Data for this exercise:
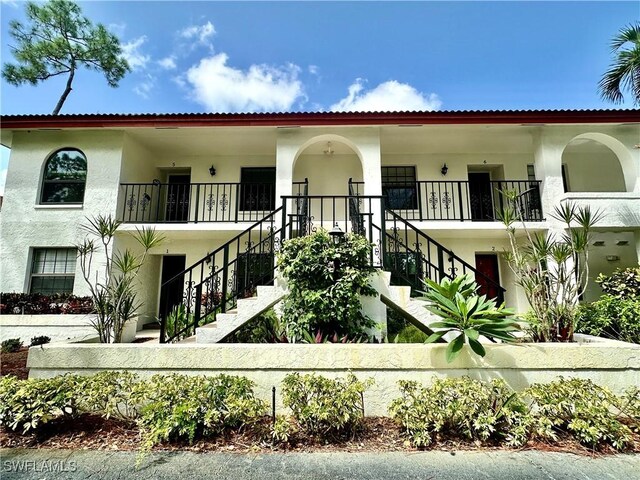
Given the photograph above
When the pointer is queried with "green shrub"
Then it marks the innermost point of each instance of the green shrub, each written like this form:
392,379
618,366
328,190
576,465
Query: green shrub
28,404
460,408
579,407
323,406
282,430
319,299
39,340
629,406
612,317
113,394
468,314
11,345
410,334
184,407
623,283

What to work on:
Skipping every picture, reproduce the records word for word.

Response to this task:
Given the photograph above
When the pointer is queried with "green shrub"
Then it marks the innermost point of each instance of the green shrub, each written like this form:
392,379
618,366
328,190
576,465
Query: green shrub
28,404
460,408
579,407
323,406
282,430
319,299
39,340
629,406
612,317
113,394
468,314
11,345
410,334
184,407
623,283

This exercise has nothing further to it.